### TASK OBJECTIVE
Can you reproduce the rows below, requests included, starting at the line that contains "the elephant trunk" and ending at the last row? Scale every point coordinate in the answers by 0.7, rounding each to a whole number with halves going up.

### TASK INPUT
---------------

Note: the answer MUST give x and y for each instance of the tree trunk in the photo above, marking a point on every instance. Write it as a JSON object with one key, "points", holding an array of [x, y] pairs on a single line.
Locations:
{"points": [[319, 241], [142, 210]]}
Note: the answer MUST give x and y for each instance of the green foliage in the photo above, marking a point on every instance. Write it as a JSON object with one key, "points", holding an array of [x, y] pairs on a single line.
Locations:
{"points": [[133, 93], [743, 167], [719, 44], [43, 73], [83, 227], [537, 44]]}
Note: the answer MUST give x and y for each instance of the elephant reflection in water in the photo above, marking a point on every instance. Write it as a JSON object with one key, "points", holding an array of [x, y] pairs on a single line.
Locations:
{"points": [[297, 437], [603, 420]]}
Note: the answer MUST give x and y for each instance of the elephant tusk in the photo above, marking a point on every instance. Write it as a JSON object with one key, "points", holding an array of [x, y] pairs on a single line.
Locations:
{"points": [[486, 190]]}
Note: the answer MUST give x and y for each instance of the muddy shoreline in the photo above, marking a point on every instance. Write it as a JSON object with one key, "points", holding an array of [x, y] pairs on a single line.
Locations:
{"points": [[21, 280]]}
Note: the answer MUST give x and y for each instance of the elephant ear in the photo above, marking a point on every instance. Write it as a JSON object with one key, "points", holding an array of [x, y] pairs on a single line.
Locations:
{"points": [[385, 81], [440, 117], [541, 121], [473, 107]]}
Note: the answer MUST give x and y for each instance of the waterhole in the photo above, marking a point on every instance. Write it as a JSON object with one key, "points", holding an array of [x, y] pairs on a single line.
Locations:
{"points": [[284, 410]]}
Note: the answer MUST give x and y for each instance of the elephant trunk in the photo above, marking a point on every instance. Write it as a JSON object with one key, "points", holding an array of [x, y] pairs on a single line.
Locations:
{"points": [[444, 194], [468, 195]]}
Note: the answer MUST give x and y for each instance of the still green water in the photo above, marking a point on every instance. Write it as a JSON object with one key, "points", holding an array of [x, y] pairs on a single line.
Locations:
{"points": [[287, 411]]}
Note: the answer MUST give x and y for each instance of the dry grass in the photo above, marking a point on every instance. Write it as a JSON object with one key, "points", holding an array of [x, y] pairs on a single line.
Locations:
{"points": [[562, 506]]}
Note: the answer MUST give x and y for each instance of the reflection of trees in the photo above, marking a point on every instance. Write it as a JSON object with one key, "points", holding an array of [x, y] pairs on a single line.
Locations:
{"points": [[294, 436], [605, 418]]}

---------------

### RESPONSE BELOW
Note: the answer MUST give x and y for each instance of the elephant trunk in the photo above, marking a point on every instance. Write it as a JSON object with one key, "points", holding an array of [x, y] pairs on a single line.
Locations:
{"points": [[311, 136], [328, 137]]}
Note: the answer MUST give x and y for each instance of the still green water in the photo above, marking a point on every instance. Write it as a JSON object with one key, "points", holding an array of [x, y] pairs on a single line.
Locations:
{"points": [[201, 288]]}
Note: the answer MUST give x and y for each instance of the dry grass in the photo above, marking a point on every instance. Write it as a JSON object with one key, "points", holding an array of [x, y] pairs on a single line.
Locations:
{"points": [[393, 354]]}
Note: the answer MUST give x and y for each instance of the reflection of trees in the photo above, marking a point on every instance. Write it as a JSON object with one key, "points", holding an array of [x, y] pairs on a single line.
Locations:
{"points": [[206, 305], [424, 293]]}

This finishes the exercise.